CONSIGNA: Por favor, organiza como CSV de dos columnas, "texto" y "respuesta", las líneas que van desde la que contiene "give the mask of shallow water" hasta la que contiene "[[[48,22],[187,23],[256,16],[254,0],[0,1],[0,27]]]", ambas incluidas. Pon una fila por cada texto con su respuesta, cada valor en un solo campo entre comillas y los saltos de línea cambiados por espacios.

• • •

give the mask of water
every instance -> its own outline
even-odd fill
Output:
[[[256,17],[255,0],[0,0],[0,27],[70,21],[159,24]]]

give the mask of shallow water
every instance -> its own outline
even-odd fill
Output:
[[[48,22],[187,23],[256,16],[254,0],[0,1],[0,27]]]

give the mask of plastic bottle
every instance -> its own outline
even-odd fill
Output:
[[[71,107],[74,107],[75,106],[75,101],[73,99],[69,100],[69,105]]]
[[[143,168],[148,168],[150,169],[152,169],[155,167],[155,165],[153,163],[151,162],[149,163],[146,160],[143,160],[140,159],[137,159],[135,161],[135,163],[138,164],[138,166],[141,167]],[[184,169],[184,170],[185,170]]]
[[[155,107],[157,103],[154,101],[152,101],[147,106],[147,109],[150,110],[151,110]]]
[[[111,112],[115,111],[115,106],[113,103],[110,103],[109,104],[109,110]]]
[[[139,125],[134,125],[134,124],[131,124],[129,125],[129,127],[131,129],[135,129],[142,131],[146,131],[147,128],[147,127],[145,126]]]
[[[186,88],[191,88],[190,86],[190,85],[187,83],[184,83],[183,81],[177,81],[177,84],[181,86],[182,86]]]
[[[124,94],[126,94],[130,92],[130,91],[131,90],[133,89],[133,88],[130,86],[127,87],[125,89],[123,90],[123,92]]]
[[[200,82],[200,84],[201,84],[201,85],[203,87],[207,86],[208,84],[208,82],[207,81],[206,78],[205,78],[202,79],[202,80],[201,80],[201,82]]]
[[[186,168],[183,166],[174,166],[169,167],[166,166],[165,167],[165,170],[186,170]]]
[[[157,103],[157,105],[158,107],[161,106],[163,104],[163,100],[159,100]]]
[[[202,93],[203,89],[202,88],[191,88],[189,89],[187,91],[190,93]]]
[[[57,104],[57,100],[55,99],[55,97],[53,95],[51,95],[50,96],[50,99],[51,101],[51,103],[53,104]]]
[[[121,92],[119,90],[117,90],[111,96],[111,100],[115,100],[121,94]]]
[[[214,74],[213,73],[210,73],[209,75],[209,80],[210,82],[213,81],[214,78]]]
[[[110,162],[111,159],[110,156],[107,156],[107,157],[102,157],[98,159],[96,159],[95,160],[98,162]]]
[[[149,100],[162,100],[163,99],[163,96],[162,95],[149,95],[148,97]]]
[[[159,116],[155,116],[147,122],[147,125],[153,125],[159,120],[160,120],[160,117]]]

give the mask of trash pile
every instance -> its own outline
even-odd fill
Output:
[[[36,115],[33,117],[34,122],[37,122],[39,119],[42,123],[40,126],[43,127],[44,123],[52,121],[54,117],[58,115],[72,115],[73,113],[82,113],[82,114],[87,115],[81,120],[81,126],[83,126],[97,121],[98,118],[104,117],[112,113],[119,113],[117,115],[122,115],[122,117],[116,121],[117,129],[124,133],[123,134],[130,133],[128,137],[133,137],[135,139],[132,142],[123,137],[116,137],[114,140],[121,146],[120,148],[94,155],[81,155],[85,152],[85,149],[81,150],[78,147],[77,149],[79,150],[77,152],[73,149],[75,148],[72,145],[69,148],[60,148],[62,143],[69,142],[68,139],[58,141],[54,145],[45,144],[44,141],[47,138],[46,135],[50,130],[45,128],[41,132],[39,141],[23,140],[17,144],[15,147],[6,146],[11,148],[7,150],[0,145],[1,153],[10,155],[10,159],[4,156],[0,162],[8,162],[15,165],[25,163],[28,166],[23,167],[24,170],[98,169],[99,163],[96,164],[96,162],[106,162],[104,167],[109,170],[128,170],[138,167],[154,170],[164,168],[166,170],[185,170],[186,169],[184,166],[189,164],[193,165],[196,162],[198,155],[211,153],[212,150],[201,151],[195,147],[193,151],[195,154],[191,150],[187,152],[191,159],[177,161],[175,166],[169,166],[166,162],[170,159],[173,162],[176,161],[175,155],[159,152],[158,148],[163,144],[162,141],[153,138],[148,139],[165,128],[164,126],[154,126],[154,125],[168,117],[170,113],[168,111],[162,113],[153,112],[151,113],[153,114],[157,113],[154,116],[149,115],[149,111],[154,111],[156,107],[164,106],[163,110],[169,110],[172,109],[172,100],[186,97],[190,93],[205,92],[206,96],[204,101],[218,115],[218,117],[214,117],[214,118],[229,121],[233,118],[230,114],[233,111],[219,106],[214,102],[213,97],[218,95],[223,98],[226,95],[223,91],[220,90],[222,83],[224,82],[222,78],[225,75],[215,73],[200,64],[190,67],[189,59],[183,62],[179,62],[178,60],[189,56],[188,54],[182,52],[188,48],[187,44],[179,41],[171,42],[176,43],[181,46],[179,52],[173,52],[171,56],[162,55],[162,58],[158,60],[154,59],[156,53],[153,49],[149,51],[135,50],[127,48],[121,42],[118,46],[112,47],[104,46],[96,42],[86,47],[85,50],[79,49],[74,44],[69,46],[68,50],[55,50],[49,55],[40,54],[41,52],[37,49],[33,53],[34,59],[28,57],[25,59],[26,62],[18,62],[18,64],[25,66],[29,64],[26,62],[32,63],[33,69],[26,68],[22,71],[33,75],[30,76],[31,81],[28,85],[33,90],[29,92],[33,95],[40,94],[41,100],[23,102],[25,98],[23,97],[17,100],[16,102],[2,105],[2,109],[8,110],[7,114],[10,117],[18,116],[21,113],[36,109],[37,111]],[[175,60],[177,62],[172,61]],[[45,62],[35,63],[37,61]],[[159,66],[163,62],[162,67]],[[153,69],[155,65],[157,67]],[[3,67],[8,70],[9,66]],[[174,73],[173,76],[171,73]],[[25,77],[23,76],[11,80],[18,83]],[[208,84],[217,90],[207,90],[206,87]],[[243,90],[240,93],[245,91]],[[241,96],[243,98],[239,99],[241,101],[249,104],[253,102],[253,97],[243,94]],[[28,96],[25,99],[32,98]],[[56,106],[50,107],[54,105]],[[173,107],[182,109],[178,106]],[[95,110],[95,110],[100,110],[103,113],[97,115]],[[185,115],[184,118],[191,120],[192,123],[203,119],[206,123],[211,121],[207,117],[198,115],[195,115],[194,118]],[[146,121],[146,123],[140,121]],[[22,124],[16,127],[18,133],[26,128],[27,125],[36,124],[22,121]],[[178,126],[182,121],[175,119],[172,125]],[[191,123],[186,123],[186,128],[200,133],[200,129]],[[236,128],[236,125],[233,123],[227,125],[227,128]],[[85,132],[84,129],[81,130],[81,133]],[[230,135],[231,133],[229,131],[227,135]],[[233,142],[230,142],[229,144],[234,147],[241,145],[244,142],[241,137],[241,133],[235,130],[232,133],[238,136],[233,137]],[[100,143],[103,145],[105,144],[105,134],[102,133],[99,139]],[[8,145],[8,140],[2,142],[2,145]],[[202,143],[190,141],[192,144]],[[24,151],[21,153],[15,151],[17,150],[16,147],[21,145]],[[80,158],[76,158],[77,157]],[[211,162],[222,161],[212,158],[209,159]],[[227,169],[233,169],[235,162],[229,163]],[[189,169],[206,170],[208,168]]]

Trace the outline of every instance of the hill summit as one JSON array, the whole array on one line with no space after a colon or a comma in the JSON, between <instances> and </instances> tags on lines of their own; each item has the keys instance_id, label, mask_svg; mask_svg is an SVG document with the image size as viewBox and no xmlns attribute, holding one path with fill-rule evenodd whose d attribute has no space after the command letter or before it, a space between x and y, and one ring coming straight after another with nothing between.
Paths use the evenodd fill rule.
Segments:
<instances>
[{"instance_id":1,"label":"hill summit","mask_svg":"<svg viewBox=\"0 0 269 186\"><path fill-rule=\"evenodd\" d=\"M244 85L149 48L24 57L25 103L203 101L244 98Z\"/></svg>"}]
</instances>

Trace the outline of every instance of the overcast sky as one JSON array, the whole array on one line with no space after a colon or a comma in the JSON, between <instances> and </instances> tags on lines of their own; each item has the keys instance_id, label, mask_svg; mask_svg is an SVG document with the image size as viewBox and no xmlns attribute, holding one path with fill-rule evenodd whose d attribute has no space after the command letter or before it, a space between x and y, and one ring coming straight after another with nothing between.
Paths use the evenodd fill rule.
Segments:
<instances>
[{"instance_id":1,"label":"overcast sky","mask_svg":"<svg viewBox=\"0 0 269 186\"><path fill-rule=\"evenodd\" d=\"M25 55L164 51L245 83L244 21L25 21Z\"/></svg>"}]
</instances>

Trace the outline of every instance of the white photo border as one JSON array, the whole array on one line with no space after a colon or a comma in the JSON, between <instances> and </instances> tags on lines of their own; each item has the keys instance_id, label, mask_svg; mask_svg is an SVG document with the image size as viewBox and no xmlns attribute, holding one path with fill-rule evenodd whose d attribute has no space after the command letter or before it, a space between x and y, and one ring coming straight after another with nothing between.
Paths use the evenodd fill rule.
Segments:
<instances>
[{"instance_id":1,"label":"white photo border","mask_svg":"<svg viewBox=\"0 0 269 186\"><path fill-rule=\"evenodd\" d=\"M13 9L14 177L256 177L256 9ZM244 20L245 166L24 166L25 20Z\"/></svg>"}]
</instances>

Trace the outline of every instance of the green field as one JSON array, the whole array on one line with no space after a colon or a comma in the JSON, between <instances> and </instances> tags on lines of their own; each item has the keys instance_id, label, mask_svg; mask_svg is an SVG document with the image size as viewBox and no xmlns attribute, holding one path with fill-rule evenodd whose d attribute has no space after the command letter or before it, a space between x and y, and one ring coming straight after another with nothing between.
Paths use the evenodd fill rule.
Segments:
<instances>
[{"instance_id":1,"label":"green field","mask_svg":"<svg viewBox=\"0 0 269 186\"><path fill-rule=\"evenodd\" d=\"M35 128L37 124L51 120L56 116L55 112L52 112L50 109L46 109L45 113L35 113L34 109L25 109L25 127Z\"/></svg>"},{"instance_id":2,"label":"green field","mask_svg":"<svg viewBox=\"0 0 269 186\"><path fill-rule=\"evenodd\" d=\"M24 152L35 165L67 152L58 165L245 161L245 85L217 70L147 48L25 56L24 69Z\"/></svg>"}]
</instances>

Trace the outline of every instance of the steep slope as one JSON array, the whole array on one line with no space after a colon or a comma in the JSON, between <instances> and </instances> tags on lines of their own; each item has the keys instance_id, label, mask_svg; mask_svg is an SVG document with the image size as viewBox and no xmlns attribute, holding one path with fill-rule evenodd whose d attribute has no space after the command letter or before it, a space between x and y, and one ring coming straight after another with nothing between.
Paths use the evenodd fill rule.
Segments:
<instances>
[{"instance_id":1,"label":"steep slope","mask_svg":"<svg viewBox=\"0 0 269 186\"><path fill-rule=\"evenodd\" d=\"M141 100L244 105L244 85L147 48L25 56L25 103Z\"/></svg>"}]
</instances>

• • •

RESPUESTA:
texto,respuesta
"give the mask of shallow water every instance -> its own outline even-odd fill Output:","[[[48,22],[187,23],[256,16],[254,0],[0,1],[0,27]]]"